To do
Set out every line of the material below as a Markdown table with the columns "Row" and "Text", numbering the rows and skipping blank lines. Omit the pictures.

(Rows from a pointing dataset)
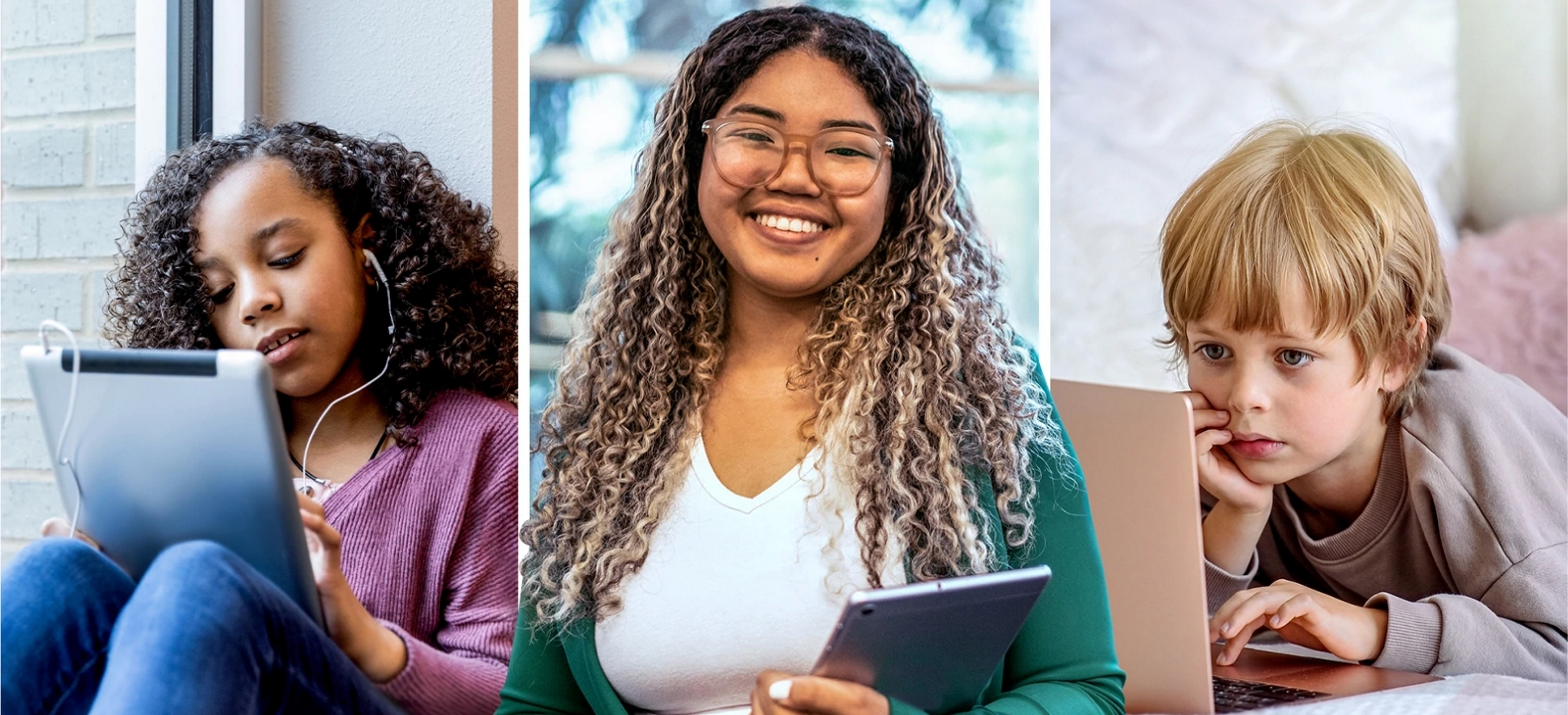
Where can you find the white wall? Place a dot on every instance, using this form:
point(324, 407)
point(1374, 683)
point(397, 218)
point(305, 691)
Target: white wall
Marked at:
point(416, 70)
point(1513, 108)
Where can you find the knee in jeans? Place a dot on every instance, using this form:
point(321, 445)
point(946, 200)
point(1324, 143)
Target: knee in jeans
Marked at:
point(194, 566)
point(60, 551)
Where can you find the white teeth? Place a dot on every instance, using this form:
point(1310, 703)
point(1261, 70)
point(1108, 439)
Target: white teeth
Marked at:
point(280, 343)
point(792, 224)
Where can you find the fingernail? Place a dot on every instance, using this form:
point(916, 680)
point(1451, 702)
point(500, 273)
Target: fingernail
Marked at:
point(780, 690)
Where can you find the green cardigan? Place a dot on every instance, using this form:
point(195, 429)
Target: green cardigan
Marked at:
point(1062, 662)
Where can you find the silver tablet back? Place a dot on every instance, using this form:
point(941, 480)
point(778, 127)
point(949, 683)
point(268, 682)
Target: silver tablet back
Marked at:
point(175, 446)
point(932, 644)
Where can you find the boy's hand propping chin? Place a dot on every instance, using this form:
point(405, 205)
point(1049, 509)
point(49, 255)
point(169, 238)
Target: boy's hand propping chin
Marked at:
point(1217, 473)
point(378, 652)
point(1303, 617)
point(1230, 532)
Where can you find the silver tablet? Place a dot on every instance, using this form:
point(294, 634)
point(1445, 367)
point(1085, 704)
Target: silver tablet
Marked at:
point(932, 644)
point(175, 446)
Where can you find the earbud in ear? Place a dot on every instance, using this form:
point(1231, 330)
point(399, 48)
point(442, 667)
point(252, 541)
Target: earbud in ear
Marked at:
point(375, 264)
point(376, 267)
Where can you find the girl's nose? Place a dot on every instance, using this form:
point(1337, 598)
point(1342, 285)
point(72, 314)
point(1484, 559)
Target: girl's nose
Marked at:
point(257, 300)
point(795, 178)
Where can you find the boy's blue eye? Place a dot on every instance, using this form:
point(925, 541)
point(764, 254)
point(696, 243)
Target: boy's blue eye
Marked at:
point(1213, 352)
point(287, 260)
point(1294, 358)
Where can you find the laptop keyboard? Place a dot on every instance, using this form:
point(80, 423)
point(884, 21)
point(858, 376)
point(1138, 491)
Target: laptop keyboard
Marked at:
point(1242, 695)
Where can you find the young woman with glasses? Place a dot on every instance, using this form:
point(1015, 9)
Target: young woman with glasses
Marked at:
point(792, 378)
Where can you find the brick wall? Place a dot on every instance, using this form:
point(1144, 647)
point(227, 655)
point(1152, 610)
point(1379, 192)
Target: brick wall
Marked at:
point(66, 130)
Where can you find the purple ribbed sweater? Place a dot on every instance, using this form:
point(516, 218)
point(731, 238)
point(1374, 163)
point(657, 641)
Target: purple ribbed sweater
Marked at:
point(430, 546)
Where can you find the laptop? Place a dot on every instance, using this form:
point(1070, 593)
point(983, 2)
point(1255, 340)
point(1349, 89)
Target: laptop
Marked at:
point(170, 446)
point(1142, 473)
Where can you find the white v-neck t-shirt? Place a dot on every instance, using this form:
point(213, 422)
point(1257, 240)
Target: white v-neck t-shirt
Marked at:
point(732, 587)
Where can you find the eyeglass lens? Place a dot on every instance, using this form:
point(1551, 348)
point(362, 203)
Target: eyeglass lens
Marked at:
point(751, 154)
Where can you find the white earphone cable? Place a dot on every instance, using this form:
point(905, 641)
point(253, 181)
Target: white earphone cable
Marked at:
point(70, 408)
point(386, 286)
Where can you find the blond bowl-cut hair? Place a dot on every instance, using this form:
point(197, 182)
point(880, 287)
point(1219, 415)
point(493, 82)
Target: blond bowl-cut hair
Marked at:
point(1332, 209)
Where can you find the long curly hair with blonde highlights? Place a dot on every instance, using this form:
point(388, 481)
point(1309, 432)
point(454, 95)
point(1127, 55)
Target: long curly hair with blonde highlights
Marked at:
point(457, 309)
point(911, 360)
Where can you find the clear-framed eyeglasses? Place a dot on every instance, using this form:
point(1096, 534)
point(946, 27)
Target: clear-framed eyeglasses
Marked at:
point(843, 160)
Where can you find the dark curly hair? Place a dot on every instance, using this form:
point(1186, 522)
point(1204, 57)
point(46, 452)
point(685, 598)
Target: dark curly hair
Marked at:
point(457, 309)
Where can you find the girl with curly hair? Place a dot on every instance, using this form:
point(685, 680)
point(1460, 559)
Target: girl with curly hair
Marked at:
point(792, 378)
point(275, 240)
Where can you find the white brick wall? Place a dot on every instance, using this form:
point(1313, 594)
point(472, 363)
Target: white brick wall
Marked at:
point(66, 127)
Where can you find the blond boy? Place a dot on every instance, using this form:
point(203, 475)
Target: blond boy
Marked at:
point(1371, 492)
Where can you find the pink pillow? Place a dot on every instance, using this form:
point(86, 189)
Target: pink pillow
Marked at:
point(1510, 301)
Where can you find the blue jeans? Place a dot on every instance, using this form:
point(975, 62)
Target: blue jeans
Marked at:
point(202, 633)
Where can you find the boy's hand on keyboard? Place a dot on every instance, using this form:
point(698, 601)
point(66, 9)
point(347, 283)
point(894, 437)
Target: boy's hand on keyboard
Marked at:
point(1303, 617)
point(780, 693)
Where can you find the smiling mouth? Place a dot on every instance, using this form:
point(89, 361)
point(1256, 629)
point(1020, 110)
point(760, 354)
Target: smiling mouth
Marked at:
point(281, 343)
point(791, 224)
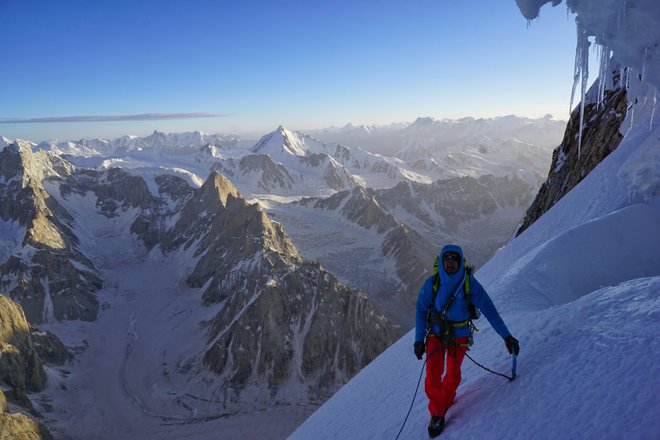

The output
| Row | Text |
|---|---|
| 1 | Where can you find the white wall? Place a dot on every instance, using this form: |
| 2 | point(324, 407) |
| 3 | point(1374, 683) |
| 4 | point(397, 218) |
| 5 | point(305, 691) |
| 6 | Target: white wall |
| 7 | Marked at: |
| 8 | point(416, 70) |
| 9 | point(1513, 108) |
| 10 | Where can you find the knee in jeans? Place a dot on every instance, using this form: |
| 11 | point(321, 445) |
| 12 | point(946, 200) |
| 13 | point(1324, 143) |
| 14 | Target: knee in jeans |
| 15 | Marked at: |
| 16 | point(194, 566) |
| 17 | point(60, 551) |
| 18 | Where can you find the white teeth? Place a dot on every instance, using this form: |
| 19 | point(1310, 703) |
| 20 | point(1261, 70) |
| 21 | point(1108, 439) |
| 22 | Target: white teeth |
| 23 | Marked at: |
| 24 | point(280, 343) |
| 25 | point(792, 224) |
| 26 | Where can you find the fingernail? Place a dot on every instance, using this form: |
| 27 | point(916, 680) |
| 28 | point(1451, 702) |
| 29 | point(500, 273) |
| 30 | Target: fingernail |
| 31 | Marked at: |
| 32 | point(780, 690) |
| 33 | Where can you find the green cardigan? Place a dot on every instance, using this form: |
| 34 | point(195, 429) |
| 35 | Target: green cardigan |
| 36 | Marked at: |
| 37 | point(1062, 662) |
| 38 | Where can you find the silver tablet back? Place a dot on every instance, using this form: |
| 39 | point(941, 480) |
| 40 | point(778, 127) |
| 41 | point(949, 683) |
| 42 | point(268, 682) |
| 43 | Target: silver tablet back |
| 44 | Marked at: |
| 45 | point(175, 446) |
| 46 | point(932, 644) |
| 47 | Where can you find the boy's hand propping chin? Place a dot on every instance, using this form: |
| 48 | point(405, 205) |
| 49 | point(1049, 509) |
| 50 | point(49, 255) |
| 51 | point(169, 238) |
| 52 | Target: boy's hand propping chin |
| 53 | Marked at: |
| 54 | point(1217, 473) |
| 55 | point(378, 652) |
| 56 | point(1303, 617) |
| 57 | point(1230, 532) |
| 58 | Where can you find the silver tablet? Place a dot on every instance, using this form: |
| 59 | point(294, 634) |
| 60 | point(1445, 367) |
| 61 | point(1085, 704) |
| 62 | Target: silver tablet |
| 63 | Marked at: |
| 64 | point(932, 644) |
| 65 | point(175, 446) |
| 66 | Where can you find the earbud in ear? Place a dot on every instance, using this form: |
| 67 | point(1231, 330) |
| 68 | point(399, 48) |
| 69 | point(442, 667) |
| 70 | point(252, 541) |
| 71 | Target: earbud in ear |
| 72 | Marked at: |
| 73 | point(375, 264) |
| 74 | point(376, 267) |
| 75 | Where can you find the girl's nose? Place a dot on every instance, using this form: |
| 76 | point(1337, 598) |
| 77 | point(1342, 285) |
| 78 | point(72, 314) |
| 79 | point(1484, 559) |
| 80 | Target: girl's nose |
| 81 | Marked at: |
| 82 | point(257, 300) |
| 83 | point(795, 178) |
| 84 | Where can you find the boy's blue eye? Place a dot on every instance, using this form: |
| 85 | point(925, 541) |
| 86 | point(764, 254) |
| 87 | point(696, 243) |
| 88 | Target: boy's blue eye |
| 89 | Marked at: |
| 90 | point(1213, 352) |
| 91 | point(287, 260) |
| 92 | point(1294, 358) |
| 93 | Where can you find the laptop keyboard? Place a dot on every instance, using this form: |
| 94 | point(80, 423) |
| 95 | point(884, 21) |
| 96 | point(858, 376) |
| 97 | point(1138, 491) |
| 98 | Target: laptop keyboard |
| 99 | Marked at: |
| 100 | point(1242, 695) |
| 101 | Where can you find the young woman with glasses? Place a dot on every instance, using this form: |
| 102 | point(1015, 9) |
| 103 | Target: young woman with glasses |
| 104 | Marked at: |
| 105 | point(792, 378) |
| 106 | Where can you find the brick wall? Place a dot on every instance, using this form: |
| 107 | point(1144, 647) |
| 108 | point(227, 655) |
| 109 | point(1152, 610) |
| 110 | point(1379, 192) |
| 111 | Target: brick wall |
| 112 | Marked at: |
| 113 | point(66, 130) |
| 114 | Where can you find the purple ribbed sweater? Place a dot on every instance, using this form: |
| 115 | point(516, 218) |
| 116 | point(731, 238) |
| 117 | point(1374, 163) |
| 118 | point(657, 641) |
| 119 | Target: purple ribbed sweater |
| 120 | Marked at: |
| 121 | point(430, 546) |
| 122 | Where can you find the laptop? Place a dot on every instance, using this form: |
| 123 | point(1070, 593) |
| 124 | point(983, 2) |
| 125 | point(1255, 340) |
| 126 | point(1349, 89) |
| 127 | Target: laptop |
| 128 | Marked at: |
| 129 | point(170, 446) |
| 130 | point(1142, 473) |
| 131 | Where can you find the white v-neck t-shirt? Place a dot on every instance, using this form: |
| 132 | point(213, 422) |
| 133 | point(1257, 240) |
| 134 | Target: white v-neck t-shirt |
| 135 | Marked at: |
| 136 | point(732, 587) |
| 137 | Where can you find the eyeglass lens? Place a dot on every instance, using this form: |
| 138 | point(1551, 348) |
| 139 | point(362, 203) |
| 140 | Target: eyeglass lens |
| 141 | Marked at: |
| 142 | point(751, 154) |
| 143 | Where can you find the white earphone cable? Place a dot on every instance, using this form: |
| 144 | point(905, 641) |
| 145 | point(253, 181) |
| 146 | Target: white earphone cable |
| 147 | Marked at: |
| 148 | point(70, 408) |
| 149 | point(386, 286) |
| 150 | Where can you find the blond bowl-cut hair? Place a dot on every instance, using this form: |
| 151 | point(197, 182) |
| 152 | point(880, 287) |
| 153 | point(1219, 415) |
| 154 | point(493, 82) |
| 155 | Target: blond bowl-cut hair |
| 156 | Marked at: |
| 157 | point(1332, 209) |
| 158 | Where can you find the long curly hair with blonde highlights? Place a dot on every instance, using this form: |
| 159 | point(388, 481) |
| 160 | point(1309, 432) |
| 161 | point(454, 95) |
| 162 | point(1127, 55) |
| 163 | Target: long curly hair with blonde highlights |
| 164 | Marked at: |
| 165 | point(457, 309) |
| 166 | point(911, 360) |
| 167 | Where can you find the clear-framed eyeglasses? Place a dot on every instance, using this form: |
| 168 | point(1096, 534) |
| 169 | point(946, 27) |
| 170 | Target: clear-framed eyeglasses |
| 171 | Marked at: |
| 172 | point(843, 160) |
| 173 | Where can you find the dark curly hair? Place a dot on every instance, using this form: |
| 174 | point(1186, 522) |
| 175 | point(1204, 57) |
| 176 | point(46, 452) |
| 177 | point(685, 598) |
| 178 | Target: dark curly hair |
| 179 | Marked at: |
| 180 | point(457, 309) |
| 181 | Where can you find the girl with curly hair? Place a dot on every instance, using this form: |
| 182 | point(685, 680) |
| 183 | point(1460, 559) |
| 184 | Target: girl with curly hair |
| 185 | Marked at: |
| 186 | point(792, 378) |
| 187 | point(275, 240) |
| 188 | Where can you find the white brick wall? Place a dot on every instance, using this form: |
| 189 | point(1313, 594) |
| 190 | point(472, 363) |
| 191 | Target: white brick wall |
| 192 | Marked at: |
| 193 | point(66, 127) |
| 194 | Where can you find the blond boy? Place a dot on every instance, using this form: |
| 195 | point(203, 475) |
| 196 | Target: blond boy |
| 197 | Marked at: |
| 198 | point(1371, 492) |
| 199 | Where can you find the pink pillow? Place a dot on every instance, using this form: |
| 200 | point(86, 189) |
| 201 | Target: pink pillow |
| 202 | Marked at: |
| 203 | point(1510, 301) |
| 204 | Where can you find the blue jeans? Place a dot on every instance, using this form: |
| 205 | point(975, 62) |
| 206 | Target: blue jeans |
| 207 | Marked at: |
| 208 | point(202, 633) |
| 209 | Where can you find the boy's hand on keyboard? Place a dot on every instance, using this form: |
| 210 | point(698, 601) |
| 211 | point(66, 9) |
| 212 | point(347, 283) |
| 213 | point(894, 437) |
| 214 | Target: boy's hand on keyboard |
| 215 | Marked at: |
| 216 | point(1303, 617) |
| 217 | point(780, 693) |
| 218 | Where can you find the smiling mouth? Place a dot on every instance, using this form: |
| 219 | point(89, 361) |
| 220 | point(1256, 629) |
| 221 | point(1020, 110) |
| 222 | point(760, 354) |
| 223 | Target: smiling mouth |
| 224 | Marked at: |
| 225 | point(281, 343) |
| 226 | point(791, 224) |